Григорий Михайлович Скульский жил, будто выходил к гостям из тьмы или полумрака, как на картинах Рембрандта, а умер за игрой в шахматы. Конечно, смерть — всегда символист.
А возможно, это мы пытаемся придать смысл последнему абсурду. Но согласитесь, не каждому выпадает такой подарок.
Фото: rus.delfi.ee
Тогда по просьбе его дочери и моего друга Елены Скульской я написал несколько строк в ее Книгу об отце: «Постоянное место за семейным столом. Мягко добываемая сигарета (пожалуй, ему бы пошла трубка), губы, сложенные так, будто он собирается поцеловать ребенка. Еще ему пошли бы карманные часы на цепочке. И конечно, ему шло кресло, а не стул — на стуле он чувствовал себя слишком публично».
Переживший борьбу с космополитизмом, Г.М. советовал Сергею Довлатову, когда у того заморозили выход первой книги, покаяться: «Вы курите? …Этого достаточно. Курение есть вредная, легкомысленная привычка. Согласны? Вот и напишите. Покайтесь в туманной, загадочной форме…»
Читая сегодня книгу рассказов Григория Скульского («Железная Татьяна», Petrone Print, 2016), я вспоминаю эту его манеру. Не манеру — стиль существования и поведения. Он был советским человеком и советским писателем, который читал своей мнимо заболевшей дочери-школьнице стихи Цветаевой, Гумилёва, Ахматовой, Пастернака. В те как раз годы, когда их имена были прочно замурованы в советскую стену беспамятства.
Кстати, книга эта вышла в немалой степени благодаря популярности семейного романа Елены Скульской «Мраморный лебедь», который в 2014 году стал финалистом «Русского Букера». Тогда в магазинах стали все чаще спрашивать и книгу ее отца. При жизни он был популярен. Двухтомник, вышедший к 70-летию 30-тысячным тиражом, распродали за два часа. Но теперь-то у нас советская литература выпала за подкладку, и никто ее не ищет. Поэтому, как ни смотри, везение.
Кроме того, при нашей гиперболизации русофобства в Эстонии выход этих книг Скульского на двух языках — иронический привет с того, не нашего света. А Г.М. ведь еще и фронтовик. И хотя книга собрана из рассказов о любви, память о войне живет в каждом из них. Как стержень, как планка, как точка отсчета. Публика, заметим, не протестует, а покупает.
Его рассказы выдают повадку драматурга или сценариста (и тем и другим приходилось в жизни заниматься). Он не слишком верит живописному портрету. Какая-нибудь седая шевелюра или прямой подбородок — достаточно. Подчеркнутая небрежность. Только намек на внешность. За спиной актер с его реальной фактурой и властный режиссер.

### ПИСЬМЕННОЕ ЗАДАНИЕ 1
Изложите короче абзац исходного текста, который начинается словами «Кстати, книга эта вышла», и сохраните его основные факты.
### ПИСЬМЕННОЕ ЗАДАНИЕ 2
Повторите дословно фрагмент исходного текста, начиная со слов «Переживший борьбу с» и заканчивая словами «советскую стену беспамятства.».
Данные в этой работе не используются.

### ПРЕДОСТАВЛЕННЫЕ ДАННЫЕ
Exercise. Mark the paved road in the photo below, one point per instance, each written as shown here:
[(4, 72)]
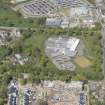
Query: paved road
[(103, 37)]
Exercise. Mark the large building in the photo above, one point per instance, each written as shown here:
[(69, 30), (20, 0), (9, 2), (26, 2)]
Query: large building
[(37, 8), (61, 50), (71, 3)]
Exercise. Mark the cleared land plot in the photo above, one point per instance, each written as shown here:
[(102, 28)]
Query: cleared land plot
[(82, 62)]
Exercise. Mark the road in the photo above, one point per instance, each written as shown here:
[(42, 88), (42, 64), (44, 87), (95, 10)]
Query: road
[(99, 14)]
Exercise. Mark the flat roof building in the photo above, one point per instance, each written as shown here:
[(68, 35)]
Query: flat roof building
[(61, 50)]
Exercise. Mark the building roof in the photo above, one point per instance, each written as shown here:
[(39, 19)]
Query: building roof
[(53, 21), (73, 43)]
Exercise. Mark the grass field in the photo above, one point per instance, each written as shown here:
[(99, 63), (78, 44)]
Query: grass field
[(82, 62)]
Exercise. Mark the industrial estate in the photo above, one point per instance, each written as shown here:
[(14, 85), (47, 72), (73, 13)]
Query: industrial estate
[(52, 52)]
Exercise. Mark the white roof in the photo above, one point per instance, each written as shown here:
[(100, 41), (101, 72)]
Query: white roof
[(73, 43)]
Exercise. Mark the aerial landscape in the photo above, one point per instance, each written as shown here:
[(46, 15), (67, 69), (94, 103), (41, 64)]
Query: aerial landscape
[(52, 52)]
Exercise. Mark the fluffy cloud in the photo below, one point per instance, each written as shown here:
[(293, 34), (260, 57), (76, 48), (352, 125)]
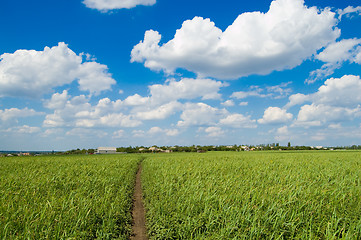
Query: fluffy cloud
[(256, 43), (282, 134), (276, 92), (214, 131), (186, 88), (197, 114), (78, 112), (160, 112), (107, 5), (238, 121), (319, 114), (228, 103), (346, 50), (32, 73), (118, 134), (172, 90), (168, 132), (275, 115), (25, 129), (349, 11), (14, 113), (337, 92)]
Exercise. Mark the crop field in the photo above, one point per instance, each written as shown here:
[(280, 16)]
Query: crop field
[(253, 195), (67, 197)]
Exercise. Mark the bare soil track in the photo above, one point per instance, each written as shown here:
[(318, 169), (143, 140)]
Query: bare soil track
[(139, 229)]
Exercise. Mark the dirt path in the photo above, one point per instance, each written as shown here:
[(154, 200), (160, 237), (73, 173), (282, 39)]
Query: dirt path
[(139, 230)]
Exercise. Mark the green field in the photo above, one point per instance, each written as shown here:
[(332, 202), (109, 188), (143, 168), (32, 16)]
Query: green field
[(253, 195), (214, 195), (66, 197)]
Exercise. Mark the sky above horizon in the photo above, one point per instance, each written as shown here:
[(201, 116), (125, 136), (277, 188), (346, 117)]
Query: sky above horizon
[(90, 73)]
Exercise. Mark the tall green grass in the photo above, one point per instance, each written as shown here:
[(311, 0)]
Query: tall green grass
[(67, 197), (255, 195)]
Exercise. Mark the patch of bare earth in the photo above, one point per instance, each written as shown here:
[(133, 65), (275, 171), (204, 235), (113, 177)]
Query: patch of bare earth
[(139, 229)]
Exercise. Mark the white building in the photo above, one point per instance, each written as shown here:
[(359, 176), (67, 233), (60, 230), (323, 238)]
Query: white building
[(107, 150)]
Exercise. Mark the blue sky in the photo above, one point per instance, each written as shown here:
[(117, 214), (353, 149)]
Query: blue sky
[(89, 73)]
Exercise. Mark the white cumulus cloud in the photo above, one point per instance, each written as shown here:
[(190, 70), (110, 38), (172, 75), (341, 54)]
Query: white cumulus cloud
[(198, 114), (334, 55), (238, 121), (32, 73), (275, 115), (14, 113), (256, 43), (107, 5), (337, 100)]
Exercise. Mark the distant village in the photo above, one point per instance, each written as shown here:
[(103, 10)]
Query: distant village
[(170, 149)]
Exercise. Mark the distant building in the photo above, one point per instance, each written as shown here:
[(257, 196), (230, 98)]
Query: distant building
[(107, 150)]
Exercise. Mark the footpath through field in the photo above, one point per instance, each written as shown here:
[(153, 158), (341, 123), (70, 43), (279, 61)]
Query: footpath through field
[(139, 229)]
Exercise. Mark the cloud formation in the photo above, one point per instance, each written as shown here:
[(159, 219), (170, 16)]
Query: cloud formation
[(107, 5), (275, 115), (334, 55), (256, 43), (33, 73)]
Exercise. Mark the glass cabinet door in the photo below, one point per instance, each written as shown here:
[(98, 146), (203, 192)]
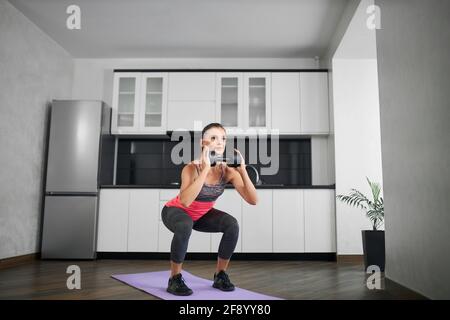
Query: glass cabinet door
[(153, 102), (125, 102), (229, 97), (257, 102)]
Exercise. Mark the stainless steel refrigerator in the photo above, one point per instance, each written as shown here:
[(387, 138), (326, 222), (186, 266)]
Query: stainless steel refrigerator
[(80, 158)]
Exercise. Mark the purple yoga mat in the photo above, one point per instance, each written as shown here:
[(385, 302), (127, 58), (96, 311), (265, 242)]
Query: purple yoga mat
[(155, 283)]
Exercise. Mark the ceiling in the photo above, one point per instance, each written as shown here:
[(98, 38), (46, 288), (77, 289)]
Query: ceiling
[(189, 28)]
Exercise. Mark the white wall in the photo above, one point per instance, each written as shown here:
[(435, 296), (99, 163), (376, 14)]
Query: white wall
[(355, 108), (33, 71), (357, 143), (93, 78), (414, 72)]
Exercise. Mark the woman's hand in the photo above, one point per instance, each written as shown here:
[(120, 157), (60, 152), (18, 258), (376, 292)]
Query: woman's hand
[(242, 165), (205, 163)]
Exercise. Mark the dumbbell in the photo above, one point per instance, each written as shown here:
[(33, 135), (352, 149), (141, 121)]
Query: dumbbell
[(234, 161)]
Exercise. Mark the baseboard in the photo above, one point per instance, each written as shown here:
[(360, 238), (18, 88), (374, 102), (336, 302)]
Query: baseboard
[(325, 256), (350, 258), (19, 260)]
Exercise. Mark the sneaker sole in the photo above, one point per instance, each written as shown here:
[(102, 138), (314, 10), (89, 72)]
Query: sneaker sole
[(180, 293), (223, 289)]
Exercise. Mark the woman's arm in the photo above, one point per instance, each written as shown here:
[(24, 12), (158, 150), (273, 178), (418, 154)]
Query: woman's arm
[(242, 182)]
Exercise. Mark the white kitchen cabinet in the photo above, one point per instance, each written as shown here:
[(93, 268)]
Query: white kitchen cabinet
[(288, 221), (139, 103), (192, 86), (257, 223), (230, 202), (286, 102), (229, 99), (183, 114), (320, 230), (143, 220), (112, 234), (153, 102), (314, 114), (257, 100), (126, 100)]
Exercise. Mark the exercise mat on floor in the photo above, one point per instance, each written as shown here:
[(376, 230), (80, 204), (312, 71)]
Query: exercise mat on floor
[(155, 283)]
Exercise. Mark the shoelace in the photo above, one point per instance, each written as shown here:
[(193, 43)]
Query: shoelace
[(180, 282), (225, 278)]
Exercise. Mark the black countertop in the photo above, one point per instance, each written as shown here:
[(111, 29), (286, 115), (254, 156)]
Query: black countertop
[(228, 186)]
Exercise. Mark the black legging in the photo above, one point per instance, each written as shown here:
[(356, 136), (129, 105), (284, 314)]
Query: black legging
[(181, 224)]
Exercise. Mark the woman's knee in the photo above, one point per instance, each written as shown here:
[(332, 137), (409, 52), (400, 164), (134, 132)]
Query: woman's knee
[(231, 225), (183, 228)]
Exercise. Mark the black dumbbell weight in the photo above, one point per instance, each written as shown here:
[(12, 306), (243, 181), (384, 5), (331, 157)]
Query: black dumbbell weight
[(234, 161)]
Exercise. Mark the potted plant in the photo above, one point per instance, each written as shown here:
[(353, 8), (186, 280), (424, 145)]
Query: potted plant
[(373, 240)]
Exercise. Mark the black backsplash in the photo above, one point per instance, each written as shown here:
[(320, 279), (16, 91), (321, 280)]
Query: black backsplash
[(147, 162)]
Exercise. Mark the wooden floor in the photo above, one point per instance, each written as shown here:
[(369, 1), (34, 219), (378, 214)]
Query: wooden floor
[(284, 279)]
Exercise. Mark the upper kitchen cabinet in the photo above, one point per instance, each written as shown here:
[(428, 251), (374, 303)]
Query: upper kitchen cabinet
[(229, 103), (153, 102), (314, 118), (257, 100), (192, 86), (125, 112), (139, 103), (192, 97), (286, 102)]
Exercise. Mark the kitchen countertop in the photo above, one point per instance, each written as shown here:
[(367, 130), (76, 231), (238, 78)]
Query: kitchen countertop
[(228, 186)]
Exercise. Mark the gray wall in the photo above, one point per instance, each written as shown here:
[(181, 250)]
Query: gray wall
[(33, 70), (414, 75)]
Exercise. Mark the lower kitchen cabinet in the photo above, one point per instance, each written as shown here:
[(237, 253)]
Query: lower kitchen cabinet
[(320, 221), (288, 221), (257, 223), (112, 233), (284, 220), (127, 220), (143, 220)]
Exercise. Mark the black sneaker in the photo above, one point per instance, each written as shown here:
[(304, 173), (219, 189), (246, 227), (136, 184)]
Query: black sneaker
[(222, 282), (178, 287)]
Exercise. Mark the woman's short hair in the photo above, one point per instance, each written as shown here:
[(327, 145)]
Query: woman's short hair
[(212, 125)]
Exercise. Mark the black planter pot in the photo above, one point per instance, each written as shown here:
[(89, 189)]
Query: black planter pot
[(373, 247)]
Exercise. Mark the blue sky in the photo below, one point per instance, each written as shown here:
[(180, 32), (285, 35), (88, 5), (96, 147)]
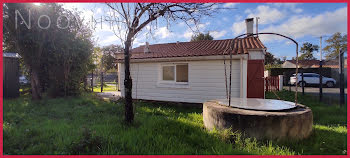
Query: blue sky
[(305, 22)]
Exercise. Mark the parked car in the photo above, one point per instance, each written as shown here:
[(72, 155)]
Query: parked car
[(23, 80), (312, 79)]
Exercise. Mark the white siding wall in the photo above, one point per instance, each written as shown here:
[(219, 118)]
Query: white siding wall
[(206, 82)]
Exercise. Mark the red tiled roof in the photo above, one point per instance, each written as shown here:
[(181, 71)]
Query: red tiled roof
[(199, 48), (316, 63)]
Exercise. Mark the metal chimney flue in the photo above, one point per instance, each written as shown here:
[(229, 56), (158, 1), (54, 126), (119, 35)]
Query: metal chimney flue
[(250, 24), (146, 49)]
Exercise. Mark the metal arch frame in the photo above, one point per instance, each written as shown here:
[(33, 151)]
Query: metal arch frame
[(265, 33)]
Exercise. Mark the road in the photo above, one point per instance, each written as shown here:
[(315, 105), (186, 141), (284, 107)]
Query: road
[(331, 95)]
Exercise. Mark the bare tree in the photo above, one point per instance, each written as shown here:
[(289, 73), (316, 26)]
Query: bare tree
[(128, 19)]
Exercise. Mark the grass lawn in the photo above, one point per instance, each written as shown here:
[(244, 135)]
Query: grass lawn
[(86, 125), (108, 86)]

### ПИСЬМЕННЫЙ ОТВЕТ 1
Книга рассказов Григория Скульского вышла во многом благодаря успеху романа его дочери Елены Скульской «Мраморный лебедь». В 2014 году этот роман стал финалистом «Русского Букера», после чего в магазинах стали чаще спрашивать и книгу ее отца. При жизни Скульский был популярен: двухтомник к его 70-летию тиражом 30 тысяч экземпляров распродали за два часа. Теперь советскую литературу никто не ищет, поэтому выход книги — везение.

### ПИСЬМЕННЫЙ ОТВЕТ 2
Переживший борьбу с космополитизмом, Г.М. советовал Сергею Довлатову, когда у того заморозили выход первой книги, покаяться: «Вы курите? …Этого достаточно. Курение есть вредная, легкомысленная привычка. Согласны? Вот и напишите. Покайтесь в туманной, загадочной форме…»
Читая сегодня книгу рассказов Григория Скульского («Железная Татьяна», Petrone Print, 2016), я вспоминаю эту его манеру. Не манеру — стиль существования и поведения. Он был советским человеком и советским писателем, который читал своей мнимо заболевшей дочери-школьнице стихи Цветаевой, Гумилёва, Ахматовой, Пастернака. В те как раз годы, когда их имена были прочно замурованы в советскую стену беспамятства.